**Stated exercise a**
Arrange the records as a numbered list with blank lines omitted, covering only everything from the first line of the records down to and including the line that contains "column 241, row 370".

**Text block**
As an options trader, you probably know about using trends to determine when to enter and exit trades profitably. Trends are a good way to constantly make profits without making huge risks.
The problem is, identifying a trend could take a long time and profits earned on this type of strategy could be minimal.
There are other trading strategies available. One of the strategies commonly used by professional traders is the breakout strategy.
- What is the breakout trading strategy?
- How do you do this?
- There are two ways I usually use to identify a breaking point.
- Some of the rules professional traders follow when using this strategy are:
- Here’s an example trade using the breakout strategy on the Olymp Trade platform
- Things to remember when using the breakthrough trading strategy
What is the breakout trading strategy?
This is a trading strategy that’s based on high price fluctuations. For example, say you’re following a certain currency pair’s price movements over several hours.
From your analysis, you notice that the price rarely rises above a certain price point. It also doesn’t drop below a certain price point.

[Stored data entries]
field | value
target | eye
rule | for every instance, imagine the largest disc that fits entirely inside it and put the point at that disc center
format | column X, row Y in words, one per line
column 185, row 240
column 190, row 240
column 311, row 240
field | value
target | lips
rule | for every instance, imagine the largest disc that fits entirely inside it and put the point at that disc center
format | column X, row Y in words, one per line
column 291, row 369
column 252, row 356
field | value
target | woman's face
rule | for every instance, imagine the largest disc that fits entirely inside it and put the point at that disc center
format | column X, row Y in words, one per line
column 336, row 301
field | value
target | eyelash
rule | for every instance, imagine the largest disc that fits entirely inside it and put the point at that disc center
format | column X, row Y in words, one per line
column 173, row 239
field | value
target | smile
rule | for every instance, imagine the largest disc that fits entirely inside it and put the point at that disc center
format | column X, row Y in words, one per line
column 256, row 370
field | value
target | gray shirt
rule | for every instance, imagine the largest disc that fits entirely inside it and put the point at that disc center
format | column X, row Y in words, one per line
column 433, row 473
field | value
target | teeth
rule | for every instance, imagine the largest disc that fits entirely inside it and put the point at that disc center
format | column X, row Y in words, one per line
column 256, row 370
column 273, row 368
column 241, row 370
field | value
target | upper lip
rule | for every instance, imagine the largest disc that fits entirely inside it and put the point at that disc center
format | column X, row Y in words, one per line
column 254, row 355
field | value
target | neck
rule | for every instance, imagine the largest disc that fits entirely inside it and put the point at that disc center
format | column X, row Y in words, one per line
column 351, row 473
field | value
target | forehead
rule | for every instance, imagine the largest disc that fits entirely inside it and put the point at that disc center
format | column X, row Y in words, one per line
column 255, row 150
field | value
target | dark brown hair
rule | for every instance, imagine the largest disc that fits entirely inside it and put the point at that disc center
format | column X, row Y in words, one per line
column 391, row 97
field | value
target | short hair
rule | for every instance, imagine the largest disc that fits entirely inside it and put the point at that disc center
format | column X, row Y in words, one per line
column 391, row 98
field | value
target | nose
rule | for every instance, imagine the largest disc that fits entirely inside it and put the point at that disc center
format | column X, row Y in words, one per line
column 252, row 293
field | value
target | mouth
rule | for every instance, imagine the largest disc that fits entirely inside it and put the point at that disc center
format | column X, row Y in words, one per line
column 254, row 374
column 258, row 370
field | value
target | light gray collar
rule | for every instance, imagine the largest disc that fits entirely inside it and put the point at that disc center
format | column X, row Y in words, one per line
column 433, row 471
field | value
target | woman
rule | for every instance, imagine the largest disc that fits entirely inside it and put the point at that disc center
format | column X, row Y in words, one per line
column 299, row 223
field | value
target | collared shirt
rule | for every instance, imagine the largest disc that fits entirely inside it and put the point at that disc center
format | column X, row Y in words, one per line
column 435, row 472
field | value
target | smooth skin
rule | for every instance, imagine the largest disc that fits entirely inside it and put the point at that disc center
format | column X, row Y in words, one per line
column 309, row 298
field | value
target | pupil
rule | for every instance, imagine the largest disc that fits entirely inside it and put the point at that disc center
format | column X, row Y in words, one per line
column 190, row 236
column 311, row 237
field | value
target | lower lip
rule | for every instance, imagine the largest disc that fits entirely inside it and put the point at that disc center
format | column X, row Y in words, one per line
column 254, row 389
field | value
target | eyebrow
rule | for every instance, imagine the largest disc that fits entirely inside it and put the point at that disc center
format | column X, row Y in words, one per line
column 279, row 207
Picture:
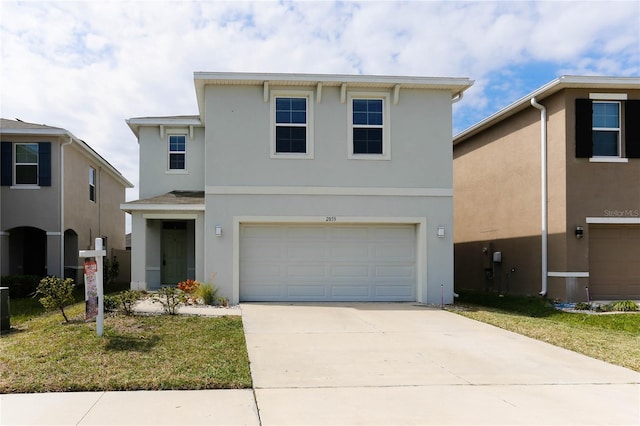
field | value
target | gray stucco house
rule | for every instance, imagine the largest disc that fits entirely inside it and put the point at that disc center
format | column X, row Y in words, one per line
column 290, row 187
column 57, row 196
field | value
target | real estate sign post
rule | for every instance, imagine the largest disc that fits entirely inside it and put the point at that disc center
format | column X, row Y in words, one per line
column 93, row 284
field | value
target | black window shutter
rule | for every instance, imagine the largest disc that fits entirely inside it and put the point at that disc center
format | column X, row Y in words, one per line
column 584, row 128
column 6, row 163
column 44, row 163
column 632, row 128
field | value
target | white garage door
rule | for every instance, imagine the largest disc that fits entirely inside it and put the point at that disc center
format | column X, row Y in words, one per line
column 614, row 262
column 327, row 263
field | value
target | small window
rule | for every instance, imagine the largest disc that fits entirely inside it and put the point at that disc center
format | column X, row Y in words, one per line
column 606, row 129
column 369, row 127
column 177, row 152
column 291, row 125
column 92, row 184
column 26, row 165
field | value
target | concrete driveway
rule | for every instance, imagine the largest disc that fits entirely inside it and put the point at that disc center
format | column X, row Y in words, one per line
column 397, row 363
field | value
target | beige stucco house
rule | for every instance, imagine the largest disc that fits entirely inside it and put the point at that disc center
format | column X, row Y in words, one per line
column 547, row 193
column 57, row 196
column 297, row 187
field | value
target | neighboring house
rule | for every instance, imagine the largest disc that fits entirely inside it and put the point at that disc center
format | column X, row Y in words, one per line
column 293, row 187
column 45, row 223
column 566, row 222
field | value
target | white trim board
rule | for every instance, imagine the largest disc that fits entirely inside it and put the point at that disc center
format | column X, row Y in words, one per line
column 614, row 220
column 328, row 190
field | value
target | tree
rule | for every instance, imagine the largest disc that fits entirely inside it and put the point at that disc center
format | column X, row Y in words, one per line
column 57, row 293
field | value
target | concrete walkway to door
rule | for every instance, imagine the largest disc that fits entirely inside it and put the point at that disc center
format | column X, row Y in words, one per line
column 402, row 363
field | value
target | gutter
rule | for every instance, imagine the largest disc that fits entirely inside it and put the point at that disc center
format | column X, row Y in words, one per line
column 544, row 213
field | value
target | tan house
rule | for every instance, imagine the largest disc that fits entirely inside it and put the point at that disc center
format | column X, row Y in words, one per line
column 547, row 193
column 57, row 196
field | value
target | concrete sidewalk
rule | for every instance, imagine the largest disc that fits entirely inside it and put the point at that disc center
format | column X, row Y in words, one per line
column 393, row 363
column 371, row 364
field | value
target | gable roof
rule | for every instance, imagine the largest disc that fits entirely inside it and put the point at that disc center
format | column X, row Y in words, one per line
column 23, row 128
column 564, row 82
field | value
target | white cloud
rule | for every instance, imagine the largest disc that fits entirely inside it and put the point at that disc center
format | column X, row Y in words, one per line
column 87, row 66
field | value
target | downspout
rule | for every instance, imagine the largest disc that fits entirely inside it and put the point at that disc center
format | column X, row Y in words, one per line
column 62, row 205
column 544, row 205
column 454, row 100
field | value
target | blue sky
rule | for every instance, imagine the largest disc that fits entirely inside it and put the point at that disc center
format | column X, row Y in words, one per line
column 87, row 66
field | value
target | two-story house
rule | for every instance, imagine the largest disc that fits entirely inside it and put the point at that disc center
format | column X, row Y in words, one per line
column 57, row 196
column 290, row 187
column 547, row 193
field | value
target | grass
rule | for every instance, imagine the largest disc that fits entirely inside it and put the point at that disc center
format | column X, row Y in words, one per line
column 614, row 338
column 45, row 354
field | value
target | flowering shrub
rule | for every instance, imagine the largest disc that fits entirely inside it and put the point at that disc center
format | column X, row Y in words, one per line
column 189, row 286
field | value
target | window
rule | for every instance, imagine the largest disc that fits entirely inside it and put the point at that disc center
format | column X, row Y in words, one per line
column 291, row 125
column 606, row 129
column 92, row 184
column 369, row 127
column 26, row 165
column 177, row 152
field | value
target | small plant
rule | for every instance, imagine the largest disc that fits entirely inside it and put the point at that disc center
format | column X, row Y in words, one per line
column 207, row 292
column 111, row 303
column 583, row 306
column 128, row 300
column 171, row 298
column 190, row 287
column 57, row 293
column 622, row 306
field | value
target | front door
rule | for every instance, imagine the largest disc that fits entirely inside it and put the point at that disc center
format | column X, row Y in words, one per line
column 174, row 253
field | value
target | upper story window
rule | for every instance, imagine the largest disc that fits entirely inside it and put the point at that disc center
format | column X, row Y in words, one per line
column 292, row 136
column 26, row 164
column 92, row 184
column 177, row 152
column 607, row 128
column 369, row 126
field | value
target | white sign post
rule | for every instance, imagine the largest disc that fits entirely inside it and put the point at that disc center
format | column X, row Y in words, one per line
column 98, row 253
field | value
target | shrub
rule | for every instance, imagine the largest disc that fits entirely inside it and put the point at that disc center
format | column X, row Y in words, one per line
column 21, row 286
column 111, row 303
column 622, row 306
column 207, row 292
column 189, row 286
column 128, row 300
column 57, row 293
column 171, row 298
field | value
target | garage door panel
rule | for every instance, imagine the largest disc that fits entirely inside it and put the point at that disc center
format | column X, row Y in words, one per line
column 614, row 268
column 327, row 262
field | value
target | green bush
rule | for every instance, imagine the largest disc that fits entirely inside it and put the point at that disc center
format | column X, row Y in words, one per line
column 57, row 293
column 171, row 298
column 20, row 286
column 207, row 292
column 128, row 300
column 622, row 306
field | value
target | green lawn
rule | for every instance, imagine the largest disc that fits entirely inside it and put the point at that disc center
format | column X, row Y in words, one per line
column 44, row 354
column 611, row 337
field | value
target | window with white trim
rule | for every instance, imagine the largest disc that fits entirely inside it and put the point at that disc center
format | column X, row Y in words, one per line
column 92, row 184
column 26, row 164
column 368, row 126
column 606, row 129
column 292, row 135
column 177, row 152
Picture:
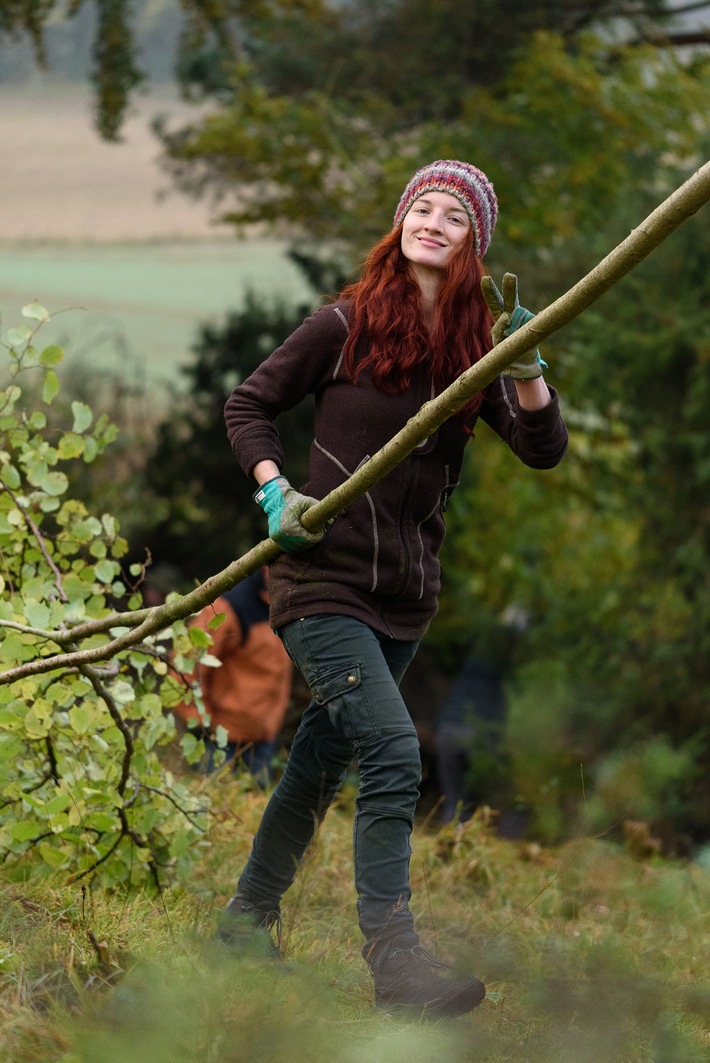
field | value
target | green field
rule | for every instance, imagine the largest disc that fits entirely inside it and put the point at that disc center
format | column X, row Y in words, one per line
column 138, row 305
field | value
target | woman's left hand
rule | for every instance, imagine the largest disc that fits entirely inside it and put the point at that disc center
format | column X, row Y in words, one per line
column 509, row 316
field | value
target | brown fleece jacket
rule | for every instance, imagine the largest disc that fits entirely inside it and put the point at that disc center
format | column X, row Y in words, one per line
column 378, row 561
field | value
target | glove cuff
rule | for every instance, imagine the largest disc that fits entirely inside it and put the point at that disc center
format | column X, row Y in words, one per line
column 263, row 493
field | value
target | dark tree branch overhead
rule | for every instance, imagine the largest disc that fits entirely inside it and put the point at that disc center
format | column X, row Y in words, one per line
column 134, row 627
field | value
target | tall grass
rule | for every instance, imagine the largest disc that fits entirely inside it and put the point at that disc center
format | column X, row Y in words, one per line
column 589, row 957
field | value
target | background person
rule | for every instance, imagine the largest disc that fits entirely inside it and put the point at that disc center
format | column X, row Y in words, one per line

**Stated exercise b**
According to the text on the breakout trading strategy, what is that strategy based on?

**Complete output a**
1. field | value
2. target | eye
3. rule | for every instance, imagine the largest disc that fits entirely inside it and put the point at that disc center
4. format | column X, row Y in words, one per line
5. column 185, row 240
6. column 190, row 240
7. column 311, row 240
8. field | value
9. target | lips
10. rule | for every instance, imagine the largest disc that fits entirely inside it and put the point at that disc center
11. format | column X, row Y in words, one per line
12. column 291, row 369
13. column 252, row 356
14. field | value
15. target | woman's face
16. rule | for every instance, imagine the largest disc that fits entirely inside it and put the point at that disc center
17. format | column X, row Y in words, one per line
18. column 336, row 301
19. field | value
20. target | eyelash
21. rule | for every instance, imagine the largest disc that fits entirely inside it and put the point at that disc center
22. format | column X, row Y in words, one per line
23. column 173, row 239
24. field | value
25. target | smile
26. rule | for every instance, imagine the largest disc that fits entirely inside it and put the point at that disc center
27. format | column X, row Y in words, one per line
28. column 256, row 370
29. field | value
30. target | gray shirt
31. rule | for every instance, imagine the largest disc that fits entirely inside it and put the point at that disc center
32. format | column X, row Y in words, one per line
33. column 433, row 473
34. field | value
35. target | teeth
36. rule | for every instance, imagine the largest disc that fits entirely inside it and put the point at that disc center
37. format | column X, row Y in words, one per line
38. column 256, row 370
39. column 273, row 368
40. column 241, row 370

**Complete output b**
It is based on high price fluctuations.